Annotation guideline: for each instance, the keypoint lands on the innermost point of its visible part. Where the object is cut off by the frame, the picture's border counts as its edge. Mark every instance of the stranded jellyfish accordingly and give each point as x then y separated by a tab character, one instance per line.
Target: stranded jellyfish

—————

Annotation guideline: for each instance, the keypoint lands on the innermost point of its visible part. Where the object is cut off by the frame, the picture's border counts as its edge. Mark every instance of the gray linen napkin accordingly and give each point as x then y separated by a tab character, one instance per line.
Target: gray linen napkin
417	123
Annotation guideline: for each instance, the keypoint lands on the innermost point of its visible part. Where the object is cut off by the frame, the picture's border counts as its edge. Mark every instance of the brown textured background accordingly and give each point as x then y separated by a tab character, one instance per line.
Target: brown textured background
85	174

—————

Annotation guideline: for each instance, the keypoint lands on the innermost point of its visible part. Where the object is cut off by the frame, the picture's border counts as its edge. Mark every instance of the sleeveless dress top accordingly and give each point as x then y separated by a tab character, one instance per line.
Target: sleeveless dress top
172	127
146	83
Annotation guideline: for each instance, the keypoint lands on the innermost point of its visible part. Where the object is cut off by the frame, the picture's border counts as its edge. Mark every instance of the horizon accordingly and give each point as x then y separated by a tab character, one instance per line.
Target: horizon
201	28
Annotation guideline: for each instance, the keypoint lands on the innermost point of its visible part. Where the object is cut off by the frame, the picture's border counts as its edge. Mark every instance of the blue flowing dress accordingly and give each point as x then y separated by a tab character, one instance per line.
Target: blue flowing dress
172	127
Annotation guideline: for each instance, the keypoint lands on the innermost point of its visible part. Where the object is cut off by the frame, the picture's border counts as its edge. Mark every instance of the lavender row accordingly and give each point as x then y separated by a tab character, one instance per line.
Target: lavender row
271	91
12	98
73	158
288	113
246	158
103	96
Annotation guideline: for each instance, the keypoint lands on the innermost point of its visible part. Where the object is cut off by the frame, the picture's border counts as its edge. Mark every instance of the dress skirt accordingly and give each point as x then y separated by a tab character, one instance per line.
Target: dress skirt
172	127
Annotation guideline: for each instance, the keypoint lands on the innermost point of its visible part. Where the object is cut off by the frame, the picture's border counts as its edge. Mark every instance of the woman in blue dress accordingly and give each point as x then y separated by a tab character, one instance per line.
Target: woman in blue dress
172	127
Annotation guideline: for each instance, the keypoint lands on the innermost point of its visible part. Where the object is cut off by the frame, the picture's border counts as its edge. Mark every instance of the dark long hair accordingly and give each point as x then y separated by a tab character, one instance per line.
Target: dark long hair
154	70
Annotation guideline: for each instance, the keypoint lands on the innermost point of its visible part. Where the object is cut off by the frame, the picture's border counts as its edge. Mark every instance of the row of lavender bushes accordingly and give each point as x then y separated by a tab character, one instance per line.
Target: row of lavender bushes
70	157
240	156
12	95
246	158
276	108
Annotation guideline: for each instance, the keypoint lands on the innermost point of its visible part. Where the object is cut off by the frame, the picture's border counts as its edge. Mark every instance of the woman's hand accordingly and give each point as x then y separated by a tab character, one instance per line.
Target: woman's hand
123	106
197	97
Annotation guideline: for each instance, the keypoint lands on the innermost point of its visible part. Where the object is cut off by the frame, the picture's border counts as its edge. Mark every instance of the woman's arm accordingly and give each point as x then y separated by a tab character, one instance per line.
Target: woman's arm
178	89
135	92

—————

### EXERCISE
Select every line of the entries that contains the string "flowing" and copy those lines. Matching is case-sensitive.

### RESPONSE TO THIS TASK
Annotation guideline: for each instance, the keypoint lands on the innermost point of its visible part. Where the object is cut off by the frame, the picture's border counts as its edge. Mark every instance of the blue flowing dress accordingly and give each point as x then y separated by a tab character, one instance per line.
Target: blue flowing dress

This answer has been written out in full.